**What to produce:** For the records that follow, please set down exactly the lines between the one holding "such as <point>370,132</point>" and the one holding "such as <point>372,188</point>", inclusive, and only those.

**Dataset:**

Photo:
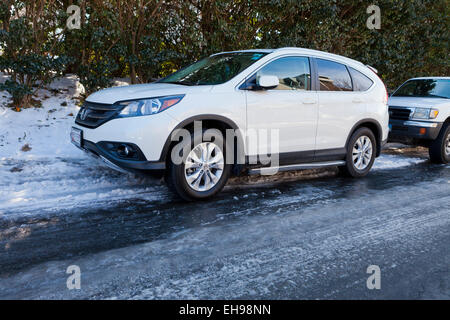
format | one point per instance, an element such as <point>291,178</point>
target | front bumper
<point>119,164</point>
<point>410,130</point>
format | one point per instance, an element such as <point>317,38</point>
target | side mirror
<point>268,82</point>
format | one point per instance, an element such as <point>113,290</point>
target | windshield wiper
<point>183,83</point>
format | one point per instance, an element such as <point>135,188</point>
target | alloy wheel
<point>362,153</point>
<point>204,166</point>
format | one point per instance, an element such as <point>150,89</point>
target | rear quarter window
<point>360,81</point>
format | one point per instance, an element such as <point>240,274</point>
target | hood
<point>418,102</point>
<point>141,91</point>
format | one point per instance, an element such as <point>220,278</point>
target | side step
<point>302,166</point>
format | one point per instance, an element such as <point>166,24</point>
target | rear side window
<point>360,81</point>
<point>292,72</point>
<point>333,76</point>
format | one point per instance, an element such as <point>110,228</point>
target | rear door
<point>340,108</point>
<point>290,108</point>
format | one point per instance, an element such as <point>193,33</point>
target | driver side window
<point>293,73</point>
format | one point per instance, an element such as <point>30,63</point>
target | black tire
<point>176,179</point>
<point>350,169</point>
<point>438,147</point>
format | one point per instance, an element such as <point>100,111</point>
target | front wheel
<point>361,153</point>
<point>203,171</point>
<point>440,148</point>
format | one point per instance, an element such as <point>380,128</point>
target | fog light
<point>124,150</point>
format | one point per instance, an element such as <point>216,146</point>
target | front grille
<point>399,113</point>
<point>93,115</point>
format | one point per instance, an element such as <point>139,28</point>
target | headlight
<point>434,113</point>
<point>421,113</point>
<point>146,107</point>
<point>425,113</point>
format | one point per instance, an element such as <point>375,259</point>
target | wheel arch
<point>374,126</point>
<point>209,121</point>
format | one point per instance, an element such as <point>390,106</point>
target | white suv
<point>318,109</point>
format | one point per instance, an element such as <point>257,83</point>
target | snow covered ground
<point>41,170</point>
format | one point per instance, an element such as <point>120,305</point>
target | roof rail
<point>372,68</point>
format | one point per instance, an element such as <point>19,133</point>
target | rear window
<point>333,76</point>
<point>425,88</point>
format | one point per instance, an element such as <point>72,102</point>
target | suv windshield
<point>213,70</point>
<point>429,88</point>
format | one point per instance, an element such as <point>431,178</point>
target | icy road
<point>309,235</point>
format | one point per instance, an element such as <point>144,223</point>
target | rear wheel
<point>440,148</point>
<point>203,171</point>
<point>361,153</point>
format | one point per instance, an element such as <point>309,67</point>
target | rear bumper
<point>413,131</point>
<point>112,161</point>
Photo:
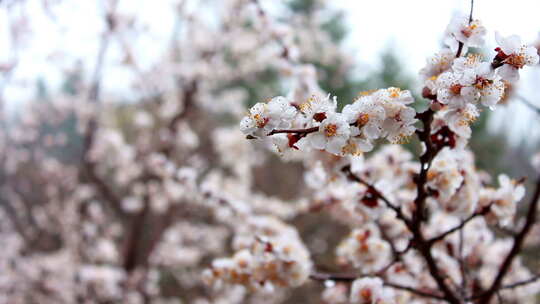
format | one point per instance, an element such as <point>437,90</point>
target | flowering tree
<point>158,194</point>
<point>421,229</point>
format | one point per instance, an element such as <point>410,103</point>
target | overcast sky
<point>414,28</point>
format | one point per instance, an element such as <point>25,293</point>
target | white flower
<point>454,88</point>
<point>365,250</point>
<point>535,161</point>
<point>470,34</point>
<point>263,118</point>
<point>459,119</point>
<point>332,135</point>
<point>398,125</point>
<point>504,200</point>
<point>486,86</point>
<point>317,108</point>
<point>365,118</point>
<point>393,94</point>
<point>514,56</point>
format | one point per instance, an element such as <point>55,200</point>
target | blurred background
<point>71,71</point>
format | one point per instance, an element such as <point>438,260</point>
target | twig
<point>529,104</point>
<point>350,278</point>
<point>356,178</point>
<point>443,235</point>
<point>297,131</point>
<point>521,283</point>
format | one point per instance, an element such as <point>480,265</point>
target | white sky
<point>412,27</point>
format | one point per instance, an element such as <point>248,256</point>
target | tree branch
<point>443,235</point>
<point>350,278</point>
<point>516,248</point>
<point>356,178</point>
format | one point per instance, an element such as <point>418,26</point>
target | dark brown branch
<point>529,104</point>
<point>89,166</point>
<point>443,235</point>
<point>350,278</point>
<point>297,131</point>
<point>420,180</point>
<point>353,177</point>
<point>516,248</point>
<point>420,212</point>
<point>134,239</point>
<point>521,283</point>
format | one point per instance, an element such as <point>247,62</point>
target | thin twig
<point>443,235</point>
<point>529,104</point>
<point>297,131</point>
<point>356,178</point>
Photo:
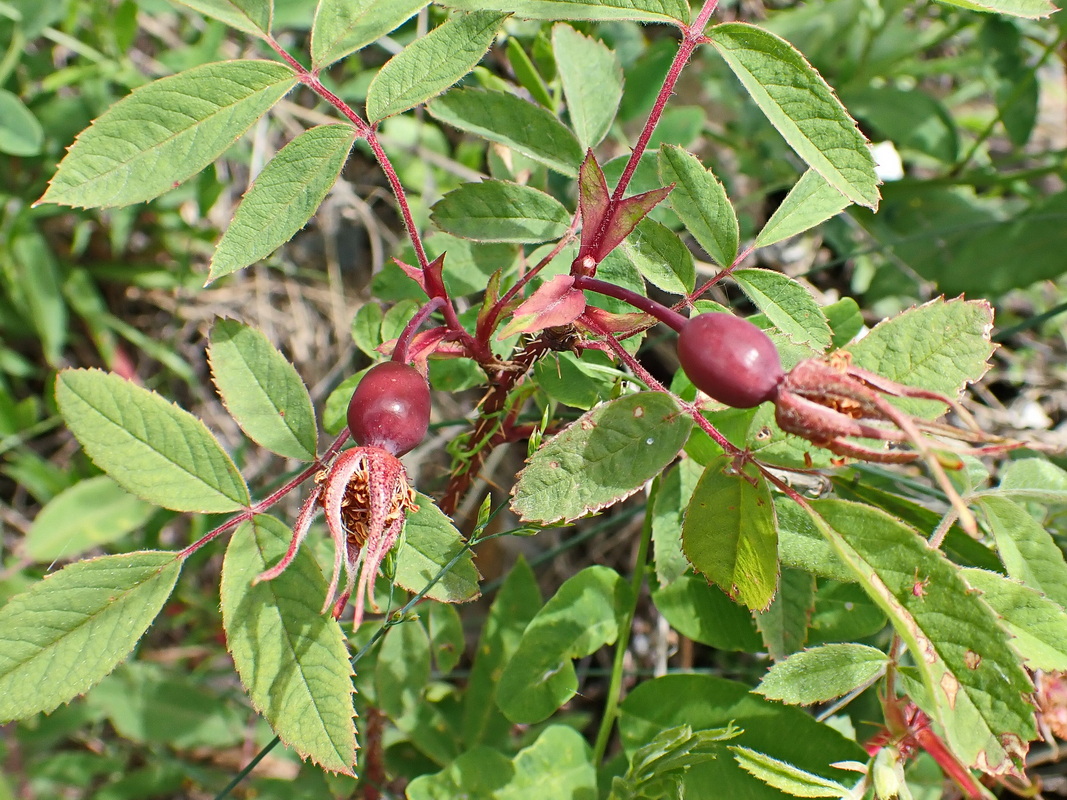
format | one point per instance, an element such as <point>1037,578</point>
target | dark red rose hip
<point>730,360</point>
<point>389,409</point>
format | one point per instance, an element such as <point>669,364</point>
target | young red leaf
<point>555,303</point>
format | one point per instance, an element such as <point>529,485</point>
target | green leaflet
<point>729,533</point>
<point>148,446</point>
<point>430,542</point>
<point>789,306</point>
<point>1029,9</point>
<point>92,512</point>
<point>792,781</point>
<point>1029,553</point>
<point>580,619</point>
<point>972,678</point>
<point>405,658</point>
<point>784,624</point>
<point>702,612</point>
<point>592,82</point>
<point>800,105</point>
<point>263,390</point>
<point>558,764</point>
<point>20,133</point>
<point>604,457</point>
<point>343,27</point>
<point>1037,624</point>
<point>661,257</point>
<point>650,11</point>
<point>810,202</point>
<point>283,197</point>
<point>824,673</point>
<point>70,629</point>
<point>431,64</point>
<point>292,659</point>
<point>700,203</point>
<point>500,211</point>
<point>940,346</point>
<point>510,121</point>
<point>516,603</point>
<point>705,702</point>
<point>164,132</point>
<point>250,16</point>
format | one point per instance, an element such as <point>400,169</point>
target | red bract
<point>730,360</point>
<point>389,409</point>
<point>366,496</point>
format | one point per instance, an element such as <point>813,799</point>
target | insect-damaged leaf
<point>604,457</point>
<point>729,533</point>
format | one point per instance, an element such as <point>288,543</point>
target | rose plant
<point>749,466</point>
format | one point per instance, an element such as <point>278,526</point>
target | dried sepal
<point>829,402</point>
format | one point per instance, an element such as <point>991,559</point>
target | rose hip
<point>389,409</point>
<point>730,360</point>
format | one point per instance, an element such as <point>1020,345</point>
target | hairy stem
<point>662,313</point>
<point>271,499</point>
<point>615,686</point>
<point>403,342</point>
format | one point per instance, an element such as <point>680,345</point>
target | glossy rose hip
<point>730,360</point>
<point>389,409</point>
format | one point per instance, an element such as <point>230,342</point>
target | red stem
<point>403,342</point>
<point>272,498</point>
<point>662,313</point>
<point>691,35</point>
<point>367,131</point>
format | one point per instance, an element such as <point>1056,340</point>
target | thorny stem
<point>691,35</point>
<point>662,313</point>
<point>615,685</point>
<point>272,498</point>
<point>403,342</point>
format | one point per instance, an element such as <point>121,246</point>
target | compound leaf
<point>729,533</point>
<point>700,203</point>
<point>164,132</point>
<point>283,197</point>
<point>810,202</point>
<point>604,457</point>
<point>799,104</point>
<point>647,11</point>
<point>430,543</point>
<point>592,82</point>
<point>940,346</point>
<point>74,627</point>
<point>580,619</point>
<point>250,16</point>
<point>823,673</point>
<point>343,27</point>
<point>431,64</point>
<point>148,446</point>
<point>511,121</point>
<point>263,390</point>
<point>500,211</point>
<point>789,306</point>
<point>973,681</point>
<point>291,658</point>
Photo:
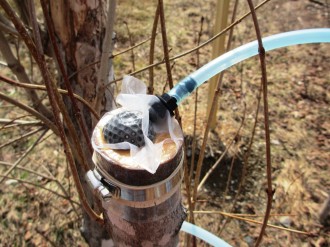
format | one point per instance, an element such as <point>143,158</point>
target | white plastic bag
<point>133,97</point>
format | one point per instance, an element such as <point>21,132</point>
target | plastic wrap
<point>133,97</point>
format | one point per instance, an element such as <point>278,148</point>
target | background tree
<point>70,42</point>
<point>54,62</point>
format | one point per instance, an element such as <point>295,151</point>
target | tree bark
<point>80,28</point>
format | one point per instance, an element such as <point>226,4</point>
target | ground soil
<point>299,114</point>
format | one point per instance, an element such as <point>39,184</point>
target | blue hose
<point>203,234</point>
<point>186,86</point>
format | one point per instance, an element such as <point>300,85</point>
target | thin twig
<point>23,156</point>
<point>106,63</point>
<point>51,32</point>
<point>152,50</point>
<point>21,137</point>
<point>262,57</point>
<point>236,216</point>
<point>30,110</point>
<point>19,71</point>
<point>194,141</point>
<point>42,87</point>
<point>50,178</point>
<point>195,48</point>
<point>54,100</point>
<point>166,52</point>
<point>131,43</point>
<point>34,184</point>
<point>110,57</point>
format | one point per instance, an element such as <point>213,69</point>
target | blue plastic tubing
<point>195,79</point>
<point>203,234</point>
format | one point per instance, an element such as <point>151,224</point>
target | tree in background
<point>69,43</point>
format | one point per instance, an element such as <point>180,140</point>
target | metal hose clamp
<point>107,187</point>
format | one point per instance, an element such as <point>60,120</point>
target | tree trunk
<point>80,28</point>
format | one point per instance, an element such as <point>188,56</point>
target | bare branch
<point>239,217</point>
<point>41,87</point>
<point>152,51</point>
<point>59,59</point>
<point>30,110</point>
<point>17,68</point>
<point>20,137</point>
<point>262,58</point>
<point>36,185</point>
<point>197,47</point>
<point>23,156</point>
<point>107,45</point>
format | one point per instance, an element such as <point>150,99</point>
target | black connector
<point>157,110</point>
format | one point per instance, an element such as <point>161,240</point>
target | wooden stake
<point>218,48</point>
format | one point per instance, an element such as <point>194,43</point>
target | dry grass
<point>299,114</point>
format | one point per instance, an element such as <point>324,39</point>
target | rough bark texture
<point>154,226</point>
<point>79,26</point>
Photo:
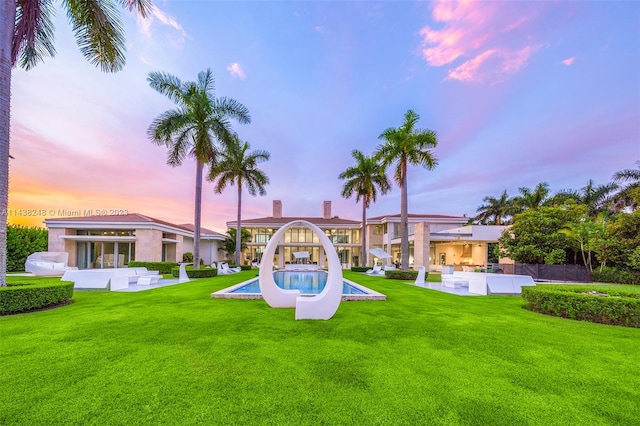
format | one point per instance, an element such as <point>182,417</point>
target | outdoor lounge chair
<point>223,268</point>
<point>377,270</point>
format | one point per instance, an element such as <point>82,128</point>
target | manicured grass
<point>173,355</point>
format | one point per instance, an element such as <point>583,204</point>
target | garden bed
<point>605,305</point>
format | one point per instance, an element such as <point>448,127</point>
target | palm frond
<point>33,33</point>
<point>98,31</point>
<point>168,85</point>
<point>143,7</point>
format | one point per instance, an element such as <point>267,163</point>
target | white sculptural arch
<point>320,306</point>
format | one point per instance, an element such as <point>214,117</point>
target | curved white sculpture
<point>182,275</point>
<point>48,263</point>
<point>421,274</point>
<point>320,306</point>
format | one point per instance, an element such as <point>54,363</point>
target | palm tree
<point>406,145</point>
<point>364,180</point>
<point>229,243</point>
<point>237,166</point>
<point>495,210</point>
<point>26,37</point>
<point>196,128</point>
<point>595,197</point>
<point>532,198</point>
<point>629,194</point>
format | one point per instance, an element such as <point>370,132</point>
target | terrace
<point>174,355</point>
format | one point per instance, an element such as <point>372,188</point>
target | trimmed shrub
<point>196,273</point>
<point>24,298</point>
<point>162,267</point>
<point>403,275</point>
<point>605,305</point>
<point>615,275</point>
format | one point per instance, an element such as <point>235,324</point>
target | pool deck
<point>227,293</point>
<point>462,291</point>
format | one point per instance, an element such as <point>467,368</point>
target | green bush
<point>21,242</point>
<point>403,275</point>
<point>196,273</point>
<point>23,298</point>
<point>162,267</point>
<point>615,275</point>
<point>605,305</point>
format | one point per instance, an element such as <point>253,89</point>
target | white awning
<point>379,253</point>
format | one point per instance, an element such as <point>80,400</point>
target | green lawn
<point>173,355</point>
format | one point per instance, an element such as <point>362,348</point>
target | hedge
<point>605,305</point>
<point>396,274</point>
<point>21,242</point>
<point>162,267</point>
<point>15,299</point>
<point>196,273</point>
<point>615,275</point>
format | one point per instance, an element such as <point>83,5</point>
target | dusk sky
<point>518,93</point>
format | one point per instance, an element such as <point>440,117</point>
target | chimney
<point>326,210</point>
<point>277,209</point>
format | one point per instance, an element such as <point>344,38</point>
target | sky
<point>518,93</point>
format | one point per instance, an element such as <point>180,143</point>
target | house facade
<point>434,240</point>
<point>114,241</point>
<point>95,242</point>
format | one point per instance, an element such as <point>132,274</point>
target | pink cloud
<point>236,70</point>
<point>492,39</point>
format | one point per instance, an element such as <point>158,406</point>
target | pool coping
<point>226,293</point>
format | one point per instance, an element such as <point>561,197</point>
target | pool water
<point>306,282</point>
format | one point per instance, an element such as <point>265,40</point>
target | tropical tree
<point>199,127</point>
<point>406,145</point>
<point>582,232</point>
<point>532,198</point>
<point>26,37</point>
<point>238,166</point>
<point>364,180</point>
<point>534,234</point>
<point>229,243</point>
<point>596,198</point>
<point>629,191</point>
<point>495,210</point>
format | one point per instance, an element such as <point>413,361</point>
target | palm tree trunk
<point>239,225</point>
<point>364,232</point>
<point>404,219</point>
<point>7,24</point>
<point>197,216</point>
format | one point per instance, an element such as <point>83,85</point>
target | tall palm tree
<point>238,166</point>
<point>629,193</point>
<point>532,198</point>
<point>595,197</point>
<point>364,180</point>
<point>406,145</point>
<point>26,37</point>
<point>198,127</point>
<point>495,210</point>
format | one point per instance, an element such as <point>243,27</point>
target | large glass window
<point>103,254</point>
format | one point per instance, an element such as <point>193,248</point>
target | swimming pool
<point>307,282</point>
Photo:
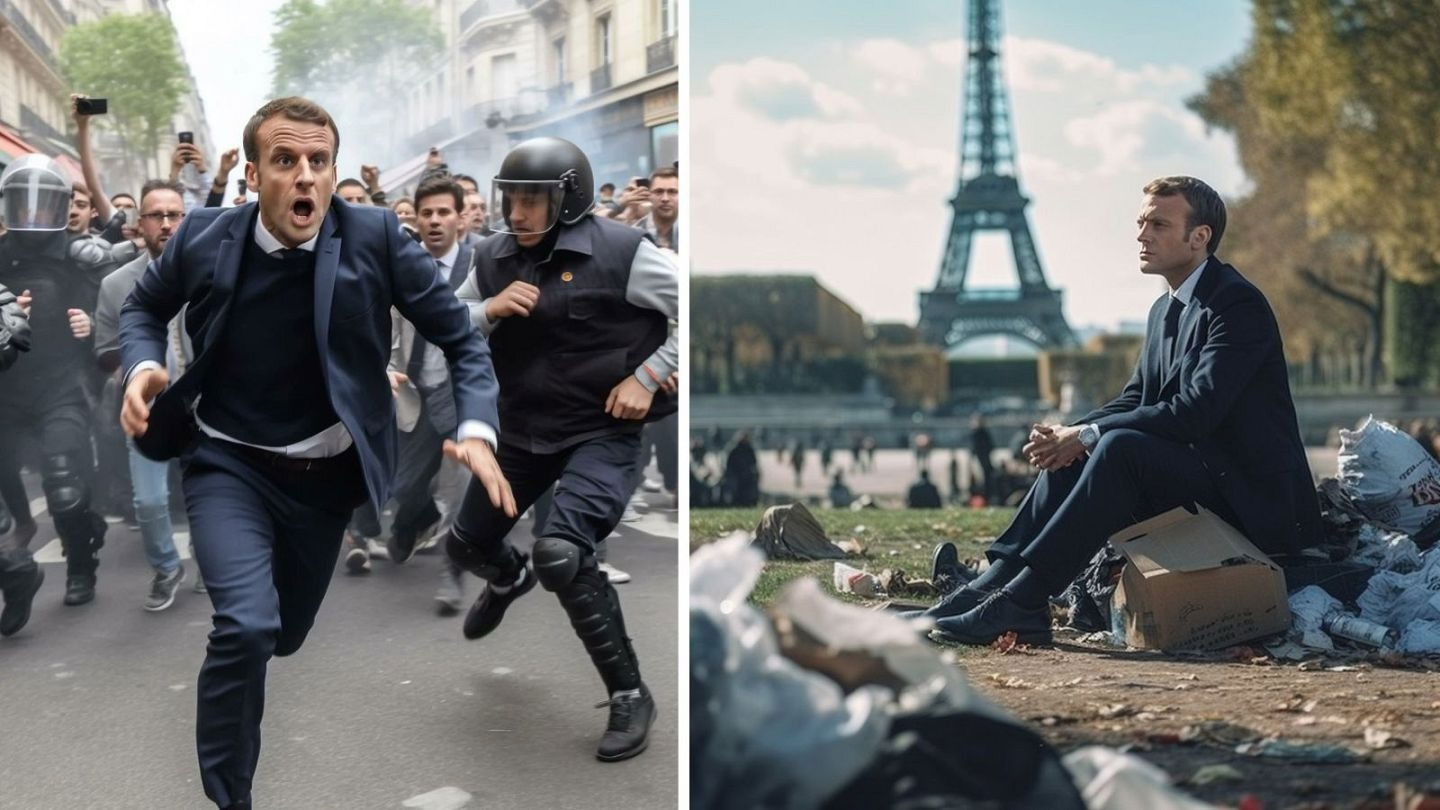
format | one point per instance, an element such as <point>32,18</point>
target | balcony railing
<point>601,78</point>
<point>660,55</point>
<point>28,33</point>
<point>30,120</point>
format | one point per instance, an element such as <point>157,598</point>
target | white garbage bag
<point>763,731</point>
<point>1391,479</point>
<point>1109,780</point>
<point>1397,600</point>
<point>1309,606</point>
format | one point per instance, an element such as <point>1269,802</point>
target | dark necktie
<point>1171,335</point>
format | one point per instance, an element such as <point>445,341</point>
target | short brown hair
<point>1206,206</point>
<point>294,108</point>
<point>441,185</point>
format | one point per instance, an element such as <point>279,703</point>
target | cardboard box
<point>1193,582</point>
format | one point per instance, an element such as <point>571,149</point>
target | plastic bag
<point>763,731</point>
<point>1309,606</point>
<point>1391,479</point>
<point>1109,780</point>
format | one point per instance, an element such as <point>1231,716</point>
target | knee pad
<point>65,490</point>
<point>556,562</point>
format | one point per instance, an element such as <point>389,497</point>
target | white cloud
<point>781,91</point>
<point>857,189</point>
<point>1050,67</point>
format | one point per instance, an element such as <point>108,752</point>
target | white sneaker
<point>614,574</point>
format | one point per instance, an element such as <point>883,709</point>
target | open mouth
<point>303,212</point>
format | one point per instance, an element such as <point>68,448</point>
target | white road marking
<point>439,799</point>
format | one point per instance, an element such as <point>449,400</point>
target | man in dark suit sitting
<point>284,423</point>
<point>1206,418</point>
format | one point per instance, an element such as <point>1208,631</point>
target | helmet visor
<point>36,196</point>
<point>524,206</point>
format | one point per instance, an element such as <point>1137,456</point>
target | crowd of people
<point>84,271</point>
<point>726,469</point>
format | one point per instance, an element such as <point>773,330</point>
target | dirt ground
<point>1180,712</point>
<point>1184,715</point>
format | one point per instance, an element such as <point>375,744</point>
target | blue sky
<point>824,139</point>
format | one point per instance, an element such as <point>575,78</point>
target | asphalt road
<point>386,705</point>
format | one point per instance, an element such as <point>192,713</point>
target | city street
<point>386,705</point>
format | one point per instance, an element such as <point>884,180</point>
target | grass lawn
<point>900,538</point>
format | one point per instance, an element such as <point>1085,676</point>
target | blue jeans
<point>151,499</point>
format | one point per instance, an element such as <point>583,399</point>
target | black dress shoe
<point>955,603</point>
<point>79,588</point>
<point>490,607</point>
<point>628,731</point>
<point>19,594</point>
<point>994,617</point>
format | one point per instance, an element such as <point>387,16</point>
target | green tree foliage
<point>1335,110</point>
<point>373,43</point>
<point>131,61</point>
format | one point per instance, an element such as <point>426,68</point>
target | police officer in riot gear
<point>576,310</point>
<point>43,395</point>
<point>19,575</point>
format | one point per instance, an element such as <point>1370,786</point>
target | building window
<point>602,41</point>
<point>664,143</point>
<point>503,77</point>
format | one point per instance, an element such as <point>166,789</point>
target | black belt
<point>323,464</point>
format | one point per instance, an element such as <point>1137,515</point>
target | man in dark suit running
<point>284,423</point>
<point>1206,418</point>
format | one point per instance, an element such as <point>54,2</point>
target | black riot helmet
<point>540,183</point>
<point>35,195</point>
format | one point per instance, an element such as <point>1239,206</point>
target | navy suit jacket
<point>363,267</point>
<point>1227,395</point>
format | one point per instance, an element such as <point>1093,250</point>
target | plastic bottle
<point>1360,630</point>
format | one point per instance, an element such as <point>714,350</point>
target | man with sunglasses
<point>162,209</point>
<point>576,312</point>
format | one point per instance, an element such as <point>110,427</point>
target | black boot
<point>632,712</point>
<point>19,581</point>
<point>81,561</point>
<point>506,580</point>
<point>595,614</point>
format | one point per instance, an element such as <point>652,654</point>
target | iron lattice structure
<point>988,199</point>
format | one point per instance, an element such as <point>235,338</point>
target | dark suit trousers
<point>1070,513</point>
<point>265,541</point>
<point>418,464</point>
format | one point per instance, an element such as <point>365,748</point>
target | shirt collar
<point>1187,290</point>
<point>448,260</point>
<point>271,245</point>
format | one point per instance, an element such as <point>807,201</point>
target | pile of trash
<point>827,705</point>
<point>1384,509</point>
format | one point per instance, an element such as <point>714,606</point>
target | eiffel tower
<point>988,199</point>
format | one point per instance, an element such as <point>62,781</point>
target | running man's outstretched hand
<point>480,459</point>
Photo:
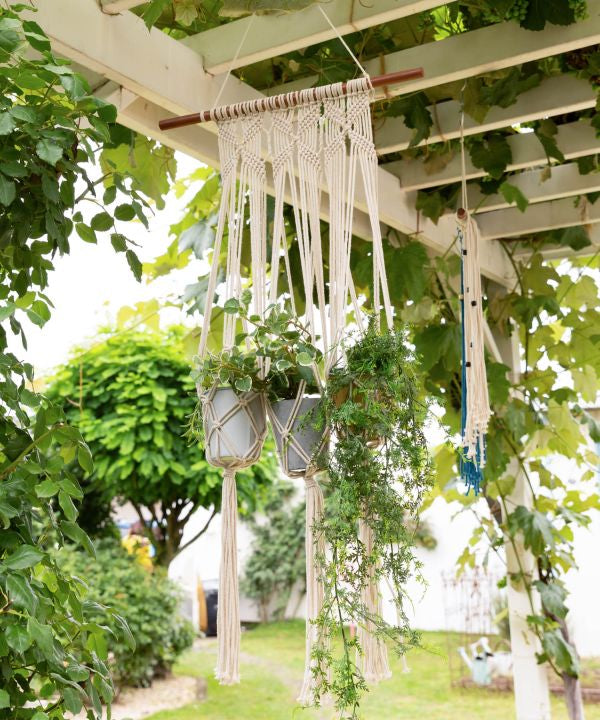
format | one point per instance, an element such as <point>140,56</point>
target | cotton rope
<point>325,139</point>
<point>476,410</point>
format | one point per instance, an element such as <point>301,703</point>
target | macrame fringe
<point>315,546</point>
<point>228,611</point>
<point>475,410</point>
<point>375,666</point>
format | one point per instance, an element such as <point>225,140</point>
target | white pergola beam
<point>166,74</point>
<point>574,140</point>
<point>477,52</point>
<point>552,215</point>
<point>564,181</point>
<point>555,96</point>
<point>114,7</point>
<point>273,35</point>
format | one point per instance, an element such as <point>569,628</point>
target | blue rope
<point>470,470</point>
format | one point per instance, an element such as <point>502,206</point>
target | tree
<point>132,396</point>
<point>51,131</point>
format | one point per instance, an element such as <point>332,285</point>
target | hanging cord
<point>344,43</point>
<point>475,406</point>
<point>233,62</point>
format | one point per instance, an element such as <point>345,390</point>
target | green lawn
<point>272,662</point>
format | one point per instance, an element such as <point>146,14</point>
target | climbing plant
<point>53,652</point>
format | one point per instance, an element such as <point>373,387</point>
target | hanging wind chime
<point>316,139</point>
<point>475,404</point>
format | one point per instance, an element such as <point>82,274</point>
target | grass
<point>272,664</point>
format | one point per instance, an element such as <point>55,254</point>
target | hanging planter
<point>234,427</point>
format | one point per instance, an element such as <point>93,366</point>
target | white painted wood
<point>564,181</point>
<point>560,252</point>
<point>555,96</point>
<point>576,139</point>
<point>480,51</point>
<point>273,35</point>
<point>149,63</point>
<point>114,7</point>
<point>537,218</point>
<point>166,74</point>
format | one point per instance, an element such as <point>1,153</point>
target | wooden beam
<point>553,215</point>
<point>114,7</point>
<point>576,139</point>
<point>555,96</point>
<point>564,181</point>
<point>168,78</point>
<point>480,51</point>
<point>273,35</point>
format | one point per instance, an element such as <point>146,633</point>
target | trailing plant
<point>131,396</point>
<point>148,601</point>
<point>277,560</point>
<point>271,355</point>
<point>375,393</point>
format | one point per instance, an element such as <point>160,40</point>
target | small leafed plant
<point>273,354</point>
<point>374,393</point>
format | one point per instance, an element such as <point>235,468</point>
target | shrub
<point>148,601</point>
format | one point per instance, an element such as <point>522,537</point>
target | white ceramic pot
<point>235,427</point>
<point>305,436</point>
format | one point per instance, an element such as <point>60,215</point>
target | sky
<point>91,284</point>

**Response:**
format | one point per instance, an element such as <point>370,132</point>
target | terrace
<point>174,355</point>
format | one point per instance, an element such as <point>372,188</point>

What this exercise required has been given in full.